-- Start MATERIAL FOR THE TASK --

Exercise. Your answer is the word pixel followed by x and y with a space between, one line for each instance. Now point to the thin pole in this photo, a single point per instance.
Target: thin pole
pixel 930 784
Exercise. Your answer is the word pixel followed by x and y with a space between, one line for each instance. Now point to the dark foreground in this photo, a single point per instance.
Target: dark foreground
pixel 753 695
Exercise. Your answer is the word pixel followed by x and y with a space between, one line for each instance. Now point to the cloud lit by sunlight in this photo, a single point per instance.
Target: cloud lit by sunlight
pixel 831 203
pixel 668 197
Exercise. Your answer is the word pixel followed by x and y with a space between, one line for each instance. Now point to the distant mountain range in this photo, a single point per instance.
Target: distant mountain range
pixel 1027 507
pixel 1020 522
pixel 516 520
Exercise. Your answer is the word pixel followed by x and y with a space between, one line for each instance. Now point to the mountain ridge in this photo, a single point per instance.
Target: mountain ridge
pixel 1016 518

-- End MATERIAL FOR THE TASK --

> _YOUR TASK_: Copy every entry above word for word, keeping each line in its original order.

> _EXERCISE SOLUTION_:
Exercise. Your answer is the word pixel followed by x and y with a space between, one line for each instance. Now point to the thin pole in this photo, a single point per instance.
Target: thin pole
pixel 930 784
Exercise. Your answer is the word pixel followed by x and y with a space between, one line for each instance. Now point to the dark foreground in this photo, a single point per instance.
Target: dark foreground
pixel 753 695
Exercise. Your answer is the word pixel followed by x and y with a space between, one line for each instance. Now point to the cloud lit by sunlight in this photo, a single point per instance.
Target: cloud lit by sunlight
pixel 831 203
pixel 668 197
Exercise. Your answer is the word pixel followed by x and y with a space between, one line for each instance. Now point to the distant mountain range in this photo, a single point per instance.
Target: distant mountain range
pixel 1027 507
pixel 1020 522
pixel 516 520
Exercise. Your answer is the word pixel followed by x and y with a space between, one line for each instance. Now point to the mountain ridge in this photo, a single point per instance.
Target: mountain ridge
pixel 1016 518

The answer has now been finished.